**Your objective**
Count the lines of the rows below that contain the word "water", treating uppercase and lowercase as different, and reply with only that number.

◆ ◆ ◆

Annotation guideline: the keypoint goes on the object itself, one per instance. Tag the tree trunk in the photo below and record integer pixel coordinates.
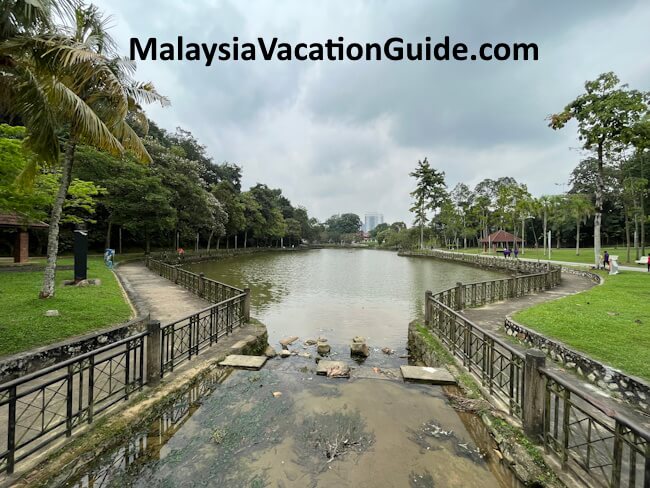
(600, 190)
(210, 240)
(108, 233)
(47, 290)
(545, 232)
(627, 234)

◆ ◆ ◆

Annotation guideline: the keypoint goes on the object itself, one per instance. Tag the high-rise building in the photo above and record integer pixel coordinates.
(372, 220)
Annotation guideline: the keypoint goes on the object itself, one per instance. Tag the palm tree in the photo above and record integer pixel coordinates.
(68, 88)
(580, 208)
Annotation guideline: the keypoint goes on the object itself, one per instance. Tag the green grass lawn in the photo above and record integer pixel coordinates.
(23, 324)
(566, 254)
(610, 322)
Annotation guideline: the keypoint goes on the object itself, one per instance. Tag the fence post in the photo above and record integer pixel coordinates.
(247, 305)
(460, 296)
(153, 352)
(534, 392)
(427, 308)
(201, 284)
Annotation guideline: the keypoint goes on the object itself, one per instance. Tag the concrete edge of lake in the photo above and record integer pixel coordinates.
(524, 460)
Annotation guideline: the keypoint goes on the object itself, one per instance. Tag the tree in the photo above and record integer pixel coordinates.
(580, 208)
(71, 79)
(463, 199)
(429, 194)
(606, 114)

◆ ◆ ◆

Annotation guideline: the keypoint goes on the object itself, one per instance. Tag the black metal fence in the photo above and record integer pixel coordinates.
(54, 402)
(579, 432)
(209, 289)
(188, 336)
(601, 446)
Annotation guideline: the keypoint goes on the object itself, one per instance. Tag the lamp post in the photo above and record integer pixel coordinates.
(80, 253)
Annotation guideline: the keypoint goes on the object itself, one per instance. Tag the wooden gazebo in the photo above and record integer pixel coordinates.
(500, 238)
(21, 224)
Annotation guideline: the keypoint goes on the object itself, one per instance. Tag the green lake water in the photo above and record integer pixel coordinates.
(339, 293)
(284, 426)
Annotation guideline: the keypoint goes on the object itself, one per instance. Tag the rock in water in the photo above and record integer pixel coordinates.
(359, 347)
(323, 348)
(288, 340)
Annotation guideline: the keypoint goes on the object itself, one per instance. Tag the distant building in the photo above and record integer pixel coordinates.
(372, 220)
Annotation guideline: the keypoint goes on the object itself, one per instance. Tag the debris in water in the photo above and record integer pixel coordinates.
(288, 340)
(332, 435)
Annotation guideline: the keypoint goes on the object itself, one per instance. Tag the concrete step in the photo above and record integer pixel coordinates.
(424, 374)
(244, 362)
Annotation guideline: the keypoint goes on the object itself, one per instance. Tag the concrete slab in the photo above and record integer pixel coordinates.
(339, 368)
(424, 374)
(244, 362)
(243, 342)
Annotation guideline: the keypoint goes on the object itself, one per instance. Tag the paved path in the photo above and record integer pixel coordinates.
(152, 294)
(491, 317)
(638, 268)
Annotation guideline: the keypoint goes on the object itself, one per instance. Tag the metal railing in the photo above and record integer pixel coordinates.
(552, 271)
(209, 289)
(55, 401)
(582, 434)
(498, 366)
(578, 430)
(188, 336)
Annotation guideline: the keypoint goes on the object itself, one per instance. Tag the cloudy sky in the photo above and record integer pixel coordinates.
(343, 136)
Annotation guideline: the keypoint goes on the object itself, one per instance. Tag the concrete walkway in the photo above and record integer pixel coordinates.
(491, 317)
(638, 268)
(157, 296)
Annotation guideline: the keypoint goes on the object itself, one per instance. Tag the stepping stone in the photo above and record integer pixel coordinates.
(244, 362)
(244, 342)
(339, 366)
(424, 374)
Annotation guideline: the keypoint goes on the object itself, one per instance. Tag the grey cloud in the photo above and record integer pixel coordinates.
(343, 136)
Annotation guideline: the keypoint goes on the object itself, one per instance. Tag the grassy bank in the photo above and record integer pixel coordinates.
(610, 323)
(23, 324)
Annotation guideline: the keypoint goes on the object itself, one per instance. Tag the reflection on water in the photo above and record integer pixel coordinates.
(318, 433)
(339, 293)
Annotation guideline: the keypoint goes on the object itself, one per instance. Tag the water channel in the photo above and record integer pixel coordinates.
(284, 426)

◆ ◆ ◆

**Result of this task**
5